▶ [Input data]:

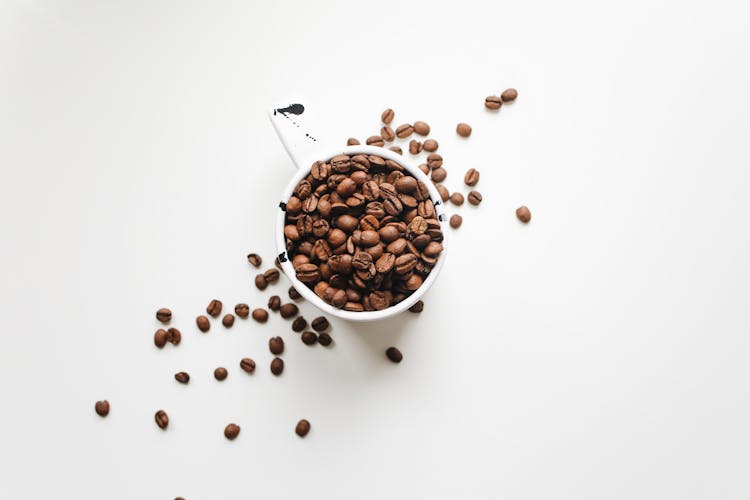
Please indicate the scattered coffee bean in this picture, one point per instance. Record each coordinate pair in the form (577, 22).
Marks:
(474, 197)
(162, 420)
(164, 315)
(277, 366)
(214, 308)
(242, 310)
(102, 408)
(472, 177)
(231, 431)
(523, 213)
(509, 95)
(260, 315)
(203, 324)
(248, 365)
(289, 310)
(309, 338)
(302, 428)
(463, 129)
(394, 354)
(254, 259)
(221, 373)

▶ [Task prompt]: Reproduce every entry above word for word, leaving out the pictures.

▶ [Answer]:
Please indicate the scattered coffee bean in this picture, one point per instance. Record each coordinate pair in the form (577, 22).
Marks:
(474, 197)
(162, 420)
(164, 315)
(277, 366)
(214, 308)
(242, 310)
(102, 408)
(472, 177)
(231, 431)
(523, 213)
(509, 95)
(260, 315)
(203, 324)
(248, 365)
(289, 310)
(309, 338)
(302, 428)
(463, 129)
(394, 354)
(254, 259)
(221, 373)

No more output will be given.